Source records:
** START **
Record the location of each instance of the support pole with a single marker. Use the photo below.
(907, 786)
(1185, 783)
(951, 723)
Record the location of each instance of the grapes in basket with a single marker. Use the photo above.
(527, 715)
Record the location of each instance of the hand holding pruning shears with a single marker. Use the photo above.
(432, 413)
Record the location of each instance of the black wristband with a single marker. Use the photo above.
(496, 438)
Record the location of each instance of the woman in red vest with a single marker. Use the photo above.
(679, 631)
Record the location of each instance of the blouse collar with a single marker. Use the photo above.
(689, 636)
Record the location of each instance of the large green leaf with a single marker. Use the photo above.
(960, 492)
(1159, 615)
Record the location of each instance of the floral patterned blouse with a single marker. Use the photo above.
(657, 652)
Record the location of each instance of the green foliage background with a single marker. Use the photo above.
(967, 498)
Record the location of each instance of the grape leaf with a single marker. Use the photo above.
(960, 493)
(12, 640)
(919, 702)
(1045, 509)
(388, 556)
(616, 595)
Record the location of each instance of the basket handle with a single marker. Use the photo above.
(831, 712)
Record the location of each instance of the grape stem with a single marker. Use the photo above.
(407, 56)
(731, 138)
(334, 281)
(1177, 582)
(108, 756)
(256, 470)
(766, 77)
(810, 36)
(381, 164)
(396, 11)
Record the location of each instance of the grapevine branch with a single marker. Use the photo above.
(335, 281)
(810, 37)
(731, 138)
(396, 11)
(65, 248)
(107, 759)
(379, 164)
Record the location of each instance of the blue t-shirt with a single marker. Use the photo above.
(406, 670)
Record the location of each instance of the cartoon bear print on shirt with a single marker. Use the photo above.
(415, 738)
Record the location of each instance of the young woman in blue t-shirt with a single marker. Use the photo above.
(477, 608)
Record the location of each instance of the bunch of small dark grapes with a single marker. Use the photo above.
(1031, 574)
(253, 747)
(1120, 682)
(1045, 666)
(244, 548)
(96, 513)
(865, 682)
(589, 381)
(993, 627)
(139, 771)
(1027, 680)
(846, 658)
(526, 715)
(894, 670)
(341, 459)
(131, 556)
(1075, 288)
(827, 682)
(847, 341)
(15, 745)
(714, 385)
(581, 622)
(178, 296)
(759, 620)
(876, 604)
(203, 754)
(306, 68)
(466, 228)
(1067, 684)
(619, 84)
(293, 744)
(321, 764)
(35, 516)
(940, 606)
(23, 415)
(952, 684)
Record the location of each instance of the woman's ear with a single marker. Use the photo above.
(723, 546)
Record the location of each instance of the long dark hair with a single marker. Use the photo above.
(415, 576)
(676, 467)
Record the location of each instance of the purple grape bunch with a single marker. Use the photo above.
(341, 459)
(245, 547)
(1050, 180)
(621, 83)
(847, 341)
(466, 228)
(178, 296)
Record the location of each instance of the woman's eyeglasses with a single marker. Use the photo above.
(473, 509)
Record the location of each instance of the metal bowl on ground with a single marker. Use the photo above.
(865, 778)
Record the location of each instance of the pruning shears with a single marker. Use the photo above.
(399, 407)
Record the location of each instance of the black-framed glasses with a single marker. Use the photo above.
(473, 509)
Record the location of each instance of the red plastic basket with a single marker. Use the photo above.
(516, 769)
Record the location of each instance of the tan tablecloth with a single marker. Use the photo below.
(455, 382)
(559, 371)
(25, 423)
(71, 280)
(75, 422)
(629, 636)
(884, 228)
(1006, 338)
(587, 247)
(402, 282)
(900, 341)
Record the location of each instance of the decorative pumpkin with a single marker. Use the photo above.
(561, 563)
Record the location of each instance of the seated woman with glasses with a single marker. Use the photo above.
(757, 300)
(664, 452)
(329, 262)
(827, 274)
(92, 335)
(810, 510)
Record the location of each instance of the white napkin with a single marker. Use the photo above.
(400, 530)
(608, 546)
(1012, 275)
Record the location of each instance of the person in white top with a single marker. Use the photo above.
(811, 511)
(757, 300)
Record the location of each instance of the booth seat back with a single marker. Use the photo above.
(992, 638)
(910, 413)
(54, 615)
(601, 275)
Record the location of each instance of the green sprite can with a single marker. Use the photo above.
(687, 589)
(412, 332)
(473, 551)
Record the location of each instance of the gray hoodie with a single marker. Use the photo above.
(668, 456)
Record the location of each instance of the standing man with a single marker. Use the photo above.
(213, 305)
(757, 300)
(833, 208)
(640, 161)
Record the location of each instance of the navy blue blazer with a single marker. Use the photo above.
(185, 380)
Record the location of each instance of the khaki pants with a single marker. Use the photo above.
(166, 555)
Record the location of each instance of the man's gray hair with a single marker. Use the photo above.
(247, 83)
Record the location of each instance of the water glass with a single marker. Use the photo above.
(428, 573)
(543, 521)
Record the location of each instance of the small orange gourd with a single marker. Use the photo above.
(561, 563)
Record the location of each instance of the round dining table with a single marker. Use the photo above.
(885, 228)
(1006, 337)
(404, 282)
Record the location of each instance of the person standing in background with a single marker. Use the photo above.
** END **
Rewrite all of the lines above, changing "single marker" to "single point" and leaving everything else unchanged.

#### Reply
Record the location of each instance of the support pole with a single point. Use the photo below.
(907, 786)
(1185, 783)
(951, 723)
Record the location of each instance of the grapes in basket with a single point. Use the photo above.
(527, 715)
Record the location of each instance of the hand holding pruning shears with a single point. Use the photo above.
(432, 413)
Record the location of each instance of the black wristband with a single point. Use the photo above.
(496, 438)
Record the location of each instance of the woman in red vest with a single point. Use the photo above.
(679, 631)
Record the location of each instance of the blouse collar with a single point. Use the photo above.
(689, 636)
Record the location of each instance of the large green leaf with a single point. Use the photo above.
(960, 492)
(1159, 615)
Record the location of each instance of the floral patterned blouse with a single point. Use the photo above.
(657, 652)
Record the location of each instance of the green foliage background with a single point. Use the photo above.
(967, 498)
Record the location of each instance of the grape leaf with a single point. Use the photo above.
(960, 493)
(12, 640)
(919, 702)
(1045, 509)
(388, 556)
(616, 595)
Record the location of each instance of the basket handle with a single point. Use the photo above.
(831, 712)
Record the location of each instance of the grape stem with a single point. Use the photo above.
(407, 56)
(731, 138)
(334, 281)
(1177, 582)
(108, 756)
(256, 470)
(766, 77)
(810, 36)
(381, 164)
(396, 11)
Record the location of each instance of the grapevine branch with a single point. Use the photo above.
(335, 281)
(810, 37)
(731, 138)
(396, 11)
(65, 248)
(107, 759)
(379, 164)
Record the location of each instance of the blue t-shirt with a single point. Use the photo above.
(406, 670)
Record the location of each instance of the cartoon bear print on shirt with a single point. Use the photo above.
(415, 738)
Record the location of each instance of the young woman in blue t-shirt with a single point. Use the photo above.
(477, 608)
Record the location of each instance of the bunch of small dark grapes with a single point. Use the photo above.
(1031, 574)
(253, 747)
(1120, 682)
(1045, 666)
(244, 548)
(96, 513)
(865, 682)
(589, 381)
(993, 627)
(139, 771)
(1027, 680)
(846, 658)
(526, 715)
(894, 670)
(341, 459)
(131, 556)
(1075, 288)
(827, 682)
(847, 341)
(15, 745)
(714, 385)
(581, 622)
(178, 296)
(759, 620)
(876, 604)
(203, 754)
(306, 68)
(466, 228)
(1067, 684)
(619, 84)
(293, 744)
(321, 764)
(35, 516)
(940, 606)
(23, 415)
(952, 684)
Record the location of each instance of the woman's ear with a single point. Use the photo above.
(723, 546)
Record the location of each instance of the long dark hair with a single point. Use the photo above.
(415, 576)
(676, 467)
Record the location of each instance of the purple grape bunch with a single point. Use the photo above.
(341, 459)
(245, 547)
(1050, 180)
(621, 83)
(847, 341)
(466, 228)
(178, 296)
Record the location of each instance of the woman's eyeglasses with a single point. Use the photo above.
(473, 509)
Record the location of each instance of the metal bowl on ground with a single point. Use the photo above.
(865, 778)
Record the location of each instance of the pruning shears with a single point. Use the photo above.
(399, 407)
Record the location of each instance of the black-framed glasses with a single point. Use the photo above.
(473, 509)
Record the location of each instance of the red plastic basket with a single point. Use the photo above.
(516, 769)
Record the location of each instance of the tan tablecloth with a single point. Use the photo below.
(455, 382)
(559, 371)
(25, 423)
(71, 280)
(75, 422)
(629, 636)
(884, 228)
(1006, 338)
(587, 247)
(402, 282)
(900, 341)
Record the location of each instance of the decorative pumpkin with a single point. Use the photo above.
(561, 563)
Record the location of each instance of the seated woman with glasses with a single point. Use the photo above.
(757, 300)
(664, 452)
(329, 262)
(827, 274)
(92, 335)
(810, 510)
Record the location of each instance of the white napkin with a single point. Use the photo above.
(400, 530)
(608, 546)
(1012, 275)
Record the location of each instance of the person in white top with a single point. Use the photo above.
(811, 511)
(757, 300)
Record the location of each instance of the booth seat back with a single point. Use the photo above.
(992, 638)
(910, 413)
(54, 615)
(601, 275)
Record the location of each instance of the green sprite can with a single point. Use the photo above.
(687, 589)
(412, 332)
(473, 551)
Record the location of each instance of the gray hoodie with a single point. Use the photo above.
(668, 456)
Record the location of each instance of the standing man with a single point. Use the photo above.
(213, 305)
(757, 300)
(833, 208)
(640, 161)
Record the location of each instance of the navy blue blazer with a single point. Use the photo above.
(185, 380)
Record the location of each instance of the khaki pants with a single point. Use the photo above.
(166, 555)
Record the location of each instance of the man's gray hair with a single point. Use the photo above.
(247, 83)
Record the location of each instance of the water glass with a single point. Use the photo above.
(428, 573)
(543, 521)
Record the location of each instance of the small orange gourd with a single point. Use the photo above.
(561, 563)
Record the location of each instance of the round dining table with a single point. Use the photo above.
(885, 228)
(1006, 337)
(404, 282)
Record the location of each instance of the person standing in background with a single point. Use the photo above.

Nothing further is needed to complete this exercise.